• Work to do:
Could you reproduce the records below from the line containing "Locate the wood storage" through the end of the records, requests included, with every point coordinate in the answers multiplied by 0.25 and rounded to a whole number, halves rounding up?

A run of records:
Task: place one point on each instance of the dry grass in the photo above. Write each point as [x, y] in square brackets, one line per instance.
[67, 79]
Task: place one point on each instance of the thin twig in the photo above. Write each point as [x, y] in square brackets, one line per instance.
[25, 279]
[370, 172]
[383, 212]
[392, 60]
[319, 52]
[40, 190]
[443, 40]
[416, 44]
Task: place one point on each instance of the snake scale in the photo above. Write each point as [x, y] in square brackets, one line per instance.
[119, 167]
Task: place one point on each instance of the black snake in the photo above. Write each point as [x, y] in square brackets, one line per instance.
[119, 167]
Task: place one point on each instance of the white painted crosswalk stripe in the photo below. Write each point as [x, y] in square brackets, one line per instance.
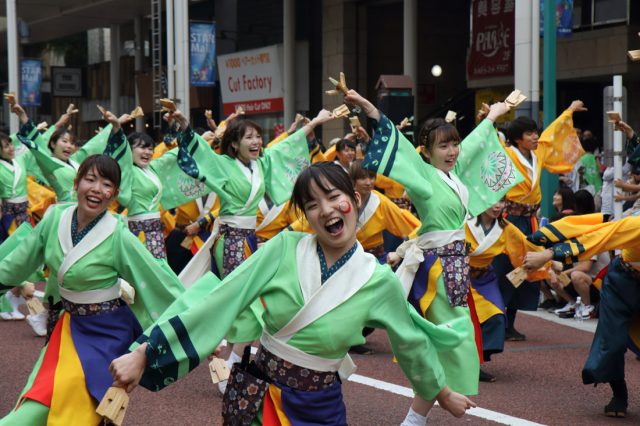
[408, 392]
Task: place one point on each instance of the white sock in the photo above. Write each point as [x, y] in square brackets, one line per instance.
[414, 419]
[233, 358]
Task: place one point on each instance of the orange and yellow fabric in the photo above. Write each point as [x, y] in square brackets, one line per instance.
[558, 151]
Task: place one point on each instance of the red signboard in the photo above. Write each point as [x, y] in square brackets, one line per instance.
[255, 107]
[492, 41]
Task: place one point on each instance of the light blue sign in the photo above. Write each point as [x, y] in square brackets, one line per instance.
[202, 47]
[31, 72]
[564, 17]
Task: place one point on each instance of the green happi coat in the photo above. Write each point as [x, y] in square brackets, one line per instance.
[192, 328]
[482, 175]
[120, 255]
[61, 175]
[240, 189]
[8, 246]
[149, 186]
[13, 175]
[228, 177]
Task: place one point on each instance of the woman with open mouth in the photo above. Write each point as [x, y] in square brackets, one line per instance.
[435, 269]
[241, 176]
[321, 290]
[87, 250]
[148, 178]
[58, 158]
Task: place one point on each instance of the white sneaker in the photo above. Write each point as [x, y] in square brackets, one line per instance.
[14, 300]
[566, 308]
[222, 386]
[17, 315]
[38, 323]
[587, 310]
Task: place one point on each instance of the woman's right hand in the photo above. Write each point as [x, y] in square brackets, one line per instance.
[180, 119]
[496, 110]
[353, 97]
[455, 403]
[19, 111]
[127, 370]
[111, 118]
[192, 229]
[393, 259]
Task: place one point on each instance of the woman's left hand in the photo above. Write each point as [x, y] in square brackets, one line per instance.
[127, 370]
[496, 110]
[192, 228]
[534, 260]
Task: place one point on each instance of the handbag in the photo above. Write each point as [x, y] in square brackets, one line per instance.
[245, 392]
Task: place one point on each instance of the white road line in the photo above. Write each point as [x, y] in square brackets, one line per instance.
[408, 392]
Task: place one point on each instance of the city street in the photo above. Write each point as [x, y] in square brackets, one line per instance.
[538, 382]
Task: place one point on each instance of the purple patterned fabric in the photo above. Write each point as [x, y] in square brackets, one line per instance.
[153, 235]
[455, 270]
[11, 212]
[280, 371]
[233, 251]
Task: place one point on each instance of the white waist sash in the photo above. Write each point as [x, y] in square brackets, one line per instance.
[17, 200]
[143, 216]
[243, 222]
[90, 296]
[412, 252]
[344, 366]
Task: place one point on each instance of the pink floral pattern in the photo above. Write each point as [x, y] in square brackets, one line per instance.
[153, 235]
[455, 270]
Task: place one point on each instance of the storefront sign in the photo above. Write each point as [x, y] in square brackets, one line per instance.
[31, 72]
[202, 48]
[492, 45]
[564, 17]
[252, 79]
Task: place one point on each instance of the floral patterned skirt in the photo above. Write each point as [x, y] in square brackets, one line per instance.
[13, 215]
[295, 395]
[151, 233]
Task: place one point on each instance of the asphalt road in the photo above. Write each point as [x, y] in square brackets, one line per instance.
[538, 381]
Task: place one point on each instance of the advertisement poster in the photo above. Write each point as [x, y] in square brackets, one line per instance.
[202, 48]
[30, 82]
[564, 17]
[252, 79]
[492, 42]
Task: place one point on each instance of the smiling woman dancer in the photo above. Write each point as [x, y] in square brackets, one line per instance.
[311, 284]
[59, 160]
[435, 269]
[241, 176]
[86, 250]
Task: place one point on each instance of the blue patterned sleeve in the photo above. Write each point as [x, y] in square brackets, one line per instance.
[391, 154]
[198, 160]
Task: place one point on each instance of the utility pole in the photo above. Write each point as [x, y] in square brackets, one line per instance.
[549, 181]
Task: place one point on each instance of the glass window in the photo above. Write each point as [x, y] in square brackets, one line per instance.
[609, 11]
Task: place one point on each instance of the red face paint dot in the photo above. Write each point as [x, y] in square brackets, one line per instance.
[345, 207]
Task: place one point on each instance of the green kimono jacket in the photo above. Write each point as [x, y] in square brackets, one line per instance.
[240, 189]
[109, 256]
[442, 201]
[61, 175]
[13, 176]
[284, 272]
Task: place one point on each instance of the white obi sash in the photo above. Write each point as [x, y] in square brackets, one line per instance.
[319, 300]
[412, 252]
[100, 232]
[484, 241]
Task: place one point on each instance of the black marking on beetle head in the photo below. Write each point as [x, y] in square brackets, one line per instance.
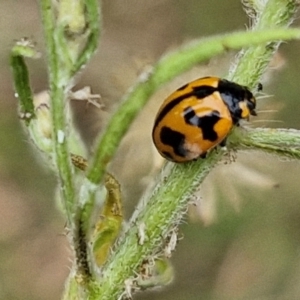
[205, 123]
[203, 91]
[232, 94]
[174, 139]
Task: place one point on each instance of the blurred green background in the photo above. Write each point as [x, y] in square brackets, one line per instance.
[241, 241]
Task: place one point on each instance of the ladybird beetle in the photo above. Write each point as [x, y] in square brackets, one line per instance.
[199, 116]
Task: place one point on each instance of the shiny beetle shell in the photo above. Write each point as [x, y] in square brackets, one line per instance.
[199, 116]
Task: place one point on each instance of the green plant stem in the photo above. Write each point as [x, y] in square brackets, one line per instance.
[94, 23]
[282, 142]
[161, 213]
[272, 14]
[58, 84]
[22, 87]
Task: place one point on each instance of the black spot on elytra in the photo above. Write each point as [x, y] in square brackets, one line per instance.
[182, 87]
[199, 92]
[174, 139]
[205, 123]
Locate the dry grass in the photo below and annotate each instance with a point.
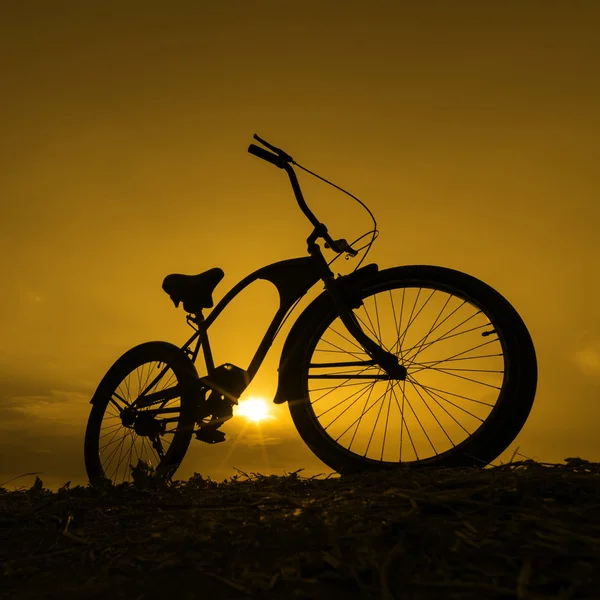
(524, 530)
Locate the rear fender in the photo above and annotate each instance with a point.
(296, 339)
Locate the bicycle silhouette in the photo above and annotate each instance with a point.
(370, 362)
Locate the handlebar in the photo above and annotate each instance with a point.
(282, 159)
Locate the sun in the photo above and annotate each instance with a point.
(254, 409)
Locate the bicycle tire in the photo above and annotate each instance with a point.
(143, 354)
(483, 445)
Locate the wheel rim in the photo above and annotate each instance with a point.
(129, 435)
(455, 375)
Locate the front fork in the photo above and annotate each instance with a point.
(386, 360)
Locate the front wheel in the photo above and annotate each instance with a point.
(470, 383)
(121, 430)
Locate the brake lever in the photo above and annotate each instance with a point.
(284, 155)
(342, 246)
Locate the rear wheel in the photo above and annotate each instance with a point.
(120, 432)
(470, 384)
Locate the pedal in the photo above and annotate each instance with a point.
(210, 436)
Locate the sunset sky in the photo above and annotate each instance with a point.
(470, 129)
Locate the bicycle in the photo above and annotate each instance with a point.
(353, 336)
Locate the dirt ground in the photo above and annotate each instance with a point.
(525, 530)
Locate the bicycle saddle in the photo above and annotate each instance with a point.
(195, 291)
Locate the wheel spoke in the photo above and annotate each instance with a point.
(119, 446)
(452, 384)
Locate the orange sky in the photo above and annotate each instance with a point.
(470, 130)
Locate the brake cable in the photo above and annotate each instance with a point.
(374, 232)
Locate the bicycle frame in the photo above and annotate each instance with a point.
(292, 278)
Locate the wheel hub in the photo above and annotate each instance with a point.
(147, 425)
(144, 424)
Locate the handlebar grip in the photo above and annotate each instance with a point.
(265, 155)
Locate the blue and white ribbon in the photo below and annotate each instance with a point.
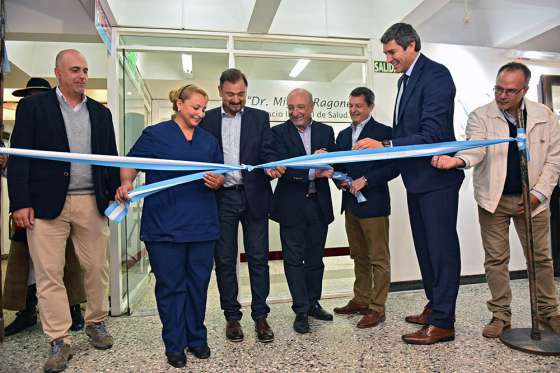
(117, 212)
(138, 163)
(341, 176)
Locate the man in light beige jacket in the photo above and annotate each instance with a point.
(497, 188)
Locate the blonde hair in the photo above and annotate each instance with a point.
(184, 93)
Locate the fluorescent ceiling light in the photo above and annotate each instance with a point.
(535, 55)
(187, 63)
(298, 68)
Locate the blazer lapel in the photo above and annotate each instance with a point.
(315, 138)
(411, 85)
(93, 120)
(346, 139)
(58, 120)
(245, 131)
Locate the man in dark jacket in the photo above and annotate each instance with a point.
(20, 290)
(58, 200)
(367, 222)
(245, 138)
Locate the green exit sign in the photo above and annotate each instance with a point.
(383, 67)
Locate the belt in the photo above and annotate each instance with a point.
(234, 187)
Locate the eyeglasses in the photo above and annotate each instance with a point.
(508, 92)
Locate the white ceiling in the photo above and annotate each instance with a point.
(510, 24)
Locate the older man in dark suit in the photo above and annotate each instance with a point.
(424, 115)
(55, 201)
(20, 290)
(302, 206)
(245, 138)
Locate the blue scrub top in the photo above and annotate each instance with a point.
(186, 212)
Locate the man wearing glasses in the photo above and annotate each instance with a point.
(497, 187)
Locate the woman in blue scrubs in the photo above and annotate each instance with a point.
(180, 225)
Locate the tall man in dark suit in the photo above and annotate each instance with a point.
(424, 115)
(367, 222)
(302, 206)
(55, 201)
(245, 137)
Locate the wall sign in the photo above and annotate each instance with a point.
(383, 67)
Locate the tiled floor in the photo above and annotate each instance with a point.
(336, 346)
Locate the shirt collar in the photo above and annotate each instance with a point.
(307, 128)
(361, 124)
(510, 117)
(409, 71)
(226, 114)
(61, 96)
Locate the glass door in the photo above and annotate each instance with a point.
(135, 115)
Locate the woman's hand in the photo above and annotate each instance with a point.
(121, 196)
(214, 181)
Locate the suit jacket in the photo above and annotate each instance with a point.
(426, 116)
(43, 184)
(255, 148)
(293, 186)
(377, 173)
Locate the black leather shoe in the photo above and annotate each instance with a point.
(202, 352)
(301, 323)
(176, 359)
(264, 332)
(77, 318)
(24, 319)
(319, 313)
(233, 331)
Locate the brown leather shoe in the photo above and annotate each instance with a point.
(233, 331)
(352, 308)
(495, 327)
(264, 332)
(61, 353)
(551, 323)
(429, 334)
(371, 319)
(421, 319)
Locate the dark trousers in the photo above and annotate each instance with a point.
(303, 246)
(433, 219)
(233, 209)
(182, 272)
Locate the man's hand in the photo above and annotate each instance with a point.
(3, 161)
(367, 143)
(275, 172)
(121, 195)
(324, 173)
(445, 162)
(214, 181)
(534, 202)
(358, 185)
(24, 218)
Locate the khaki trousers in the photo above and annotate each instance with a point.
(17, 272)
(495, 240)
(80, 220)
(369, 247)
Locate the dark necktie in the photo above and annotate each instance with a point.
(401, 88)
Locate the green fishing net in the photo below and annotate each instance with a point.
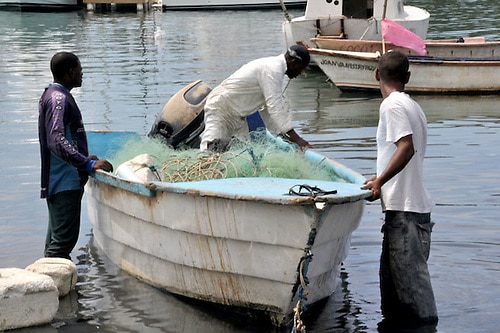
(260, 157)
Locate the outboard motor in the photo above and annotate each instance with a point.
(180, 122)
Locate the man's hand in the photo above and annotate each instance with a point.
(103, 165)
(374, 185)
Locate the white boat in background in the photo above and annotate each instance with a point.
(229, 4)
(354, 71)
(353, 20)
(467, 47)
(42, 5)
(247, 243)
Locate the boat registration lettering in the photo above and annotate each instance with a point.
(349, 65)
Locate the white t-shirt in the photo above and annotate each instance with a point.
(400, 116)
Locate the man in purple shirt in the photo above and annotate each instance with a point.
(66, 163)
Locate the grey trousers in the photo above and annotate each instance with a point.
(405, 285)
(64, 223)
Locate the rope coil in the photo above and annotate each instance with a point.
(300, 307)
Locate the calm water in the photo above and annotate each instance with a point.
(134, 62)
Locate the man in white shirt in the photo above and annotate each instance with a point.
(405, 285)
(258, 85)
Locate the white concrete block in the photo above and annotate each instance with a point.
(26, 298)
(62, 271)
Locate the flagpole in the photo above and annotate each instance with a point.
(383, 18)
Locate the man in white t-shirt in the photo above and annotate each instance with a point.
(257, 85)
(405, 286)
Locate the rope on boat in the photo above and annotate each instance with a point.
(213, 166)
(298, 325)
(285, 11)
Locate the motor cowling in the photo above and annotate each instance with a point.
(181, 122)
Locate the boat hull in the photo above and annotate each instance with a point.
(469, 47)
(330, 19)
(228, 4)
(356, 71)
(233, 242)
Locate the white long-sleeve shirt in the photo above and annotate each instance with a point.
(258, 84)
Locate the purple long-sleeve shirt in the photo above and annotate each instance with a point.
(63, 142)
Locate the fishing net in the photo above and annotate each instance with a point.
(259, 157)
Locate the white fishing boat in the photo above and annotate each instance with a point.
(228, 4)
(351, 71)
(42, 5)
(249, 243)
(353, 20)
(466, 47)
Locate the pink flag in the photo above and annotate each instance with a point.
(400, 36)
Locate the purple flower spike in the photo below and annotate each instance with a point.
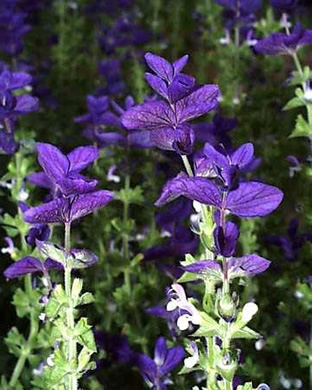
(249, 265)
(30, 265)
(204, 267)
(155, 371)
(63, 171)
(169, 82)
(184, 101)
(226, 241)
(244, 7)
(11, 81)
(253, 199)
(66, 210)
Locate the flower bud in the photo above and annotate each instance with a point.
(227, 307)
(227, 367)
(249, 310)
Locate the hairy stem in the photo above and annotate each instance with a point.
(125, 239)
(29, 345)
(70, 318)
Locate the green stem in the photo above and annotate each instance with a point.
(30, 343)
(211, 372)
(228, 385)
(310, 345)
(125, 238)
(70, 318)
(187, 165)
(34, 324)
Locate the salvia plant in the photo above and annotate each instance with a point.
(156, 230)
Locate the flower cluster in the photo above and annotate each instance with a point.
(12, 106)
(167, 120)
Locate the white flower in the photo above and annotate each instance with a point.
(42, 316)
(111, 174)
(298, 294)
(50, 361)
(191, 361)
(179, 301)
(249, 310)
(259, 344)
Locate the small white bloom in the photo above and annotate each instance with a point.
(298, 294)
(180, 301)
(197, 206)
(297, 383)
(38, 371)
(191, 361)
(259, 344)
(249, 310)
(22, 195)
(50, 361)
(286, 383)
(45, 281)
(42, 316)
(308, 93)
(111, 174)
(226, 39)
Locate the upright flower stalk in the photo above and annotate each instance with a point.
(216, 186)
(72, 196)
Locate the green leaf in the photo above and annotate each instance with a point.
(85, 299)
(48, 249)
(302, 128)
(15, 342)
(76, 290)
(56, 302)
(130, 195)
(25, 303)
(84, 334)
(245, 333)
(84, 359)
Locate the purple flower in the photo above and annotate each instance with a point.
(250, 199)
(155, 371)
(39, 231)
(283, 44)
(167, 122)
(30, 265)
(62, 172)
(226, 166)
(293, 242)
(226, 239)
(12, 107)
(11, 81)
(244, 7)
(169, 82)
(68, 209)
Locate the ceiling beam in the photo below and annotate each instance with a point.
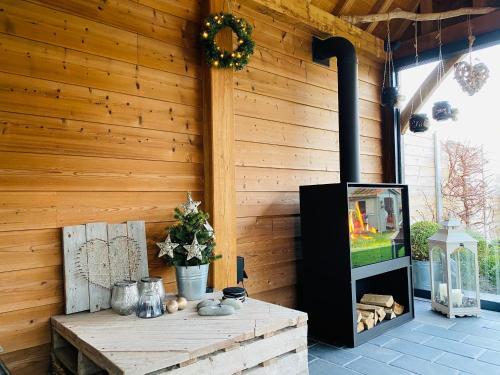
(381, 6)
(398, 33)
(426, 7)
(399, 13)
(343, 8)
(426, 89)
(480, 25)
(321, 23)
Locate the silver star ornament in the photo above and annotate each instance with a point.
(167, 247)
(190, 206)
(194, 250)
(209, 229)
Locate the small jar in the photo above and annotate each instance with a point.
(124, 297)
(150, 304)
(155, 283)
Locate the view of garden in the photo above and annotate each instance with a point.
(453, 170)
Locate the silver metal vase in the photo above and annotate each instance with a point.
(124, 297)
(192, 281)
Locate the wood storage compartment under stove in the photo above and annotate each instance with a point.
(355, 242)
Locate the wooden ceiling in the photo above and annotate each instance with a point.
(400, 29)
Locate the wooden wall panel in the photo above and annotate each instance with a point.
(286, 125)
(101, 119)
(420, 175)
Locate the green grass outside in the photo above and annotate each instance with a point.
(365, 256)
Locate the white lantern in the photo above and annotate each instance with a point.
(454, 271)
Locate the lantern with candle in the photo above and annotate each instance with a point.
(454, 271)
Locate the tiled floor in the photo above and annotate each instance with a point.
(430, 344)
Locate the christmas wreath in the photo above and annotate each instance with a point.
(219, 58)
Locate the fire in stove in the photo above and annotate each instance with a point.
(375, 225)
(358, 227)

• Task result:
Locate the wood storage compartment under stove in the photo above and annotate each instance with a point.
(89, 61)
Locate the wooden ceiling in the photo above and annotate each instance with a point.
(100, 7)
Locate the wooden wall panel in the photo above and annotate each instance with a point.
(72, 31)
(25, 30)
(105, 44)
Locate the green grass outside in the photo above and annotate each instance with a point.
(91, 64)
Locate the white lantern in the photo above and annotate each instance with a point.
(114, 68)
Locate the lantern with candle in the photo above and annotate each instance with a point.
(114, 68)
Locate the tiled floor in the photo above and annotate each instance with a point.
(108, 86)
Locate the christmas wreath in the photo above and annotate each instance with a point.
(55, 15)
Locate the fire in stove in the photo above and annotate each instance with a point.
(94, 56)
(90, 57)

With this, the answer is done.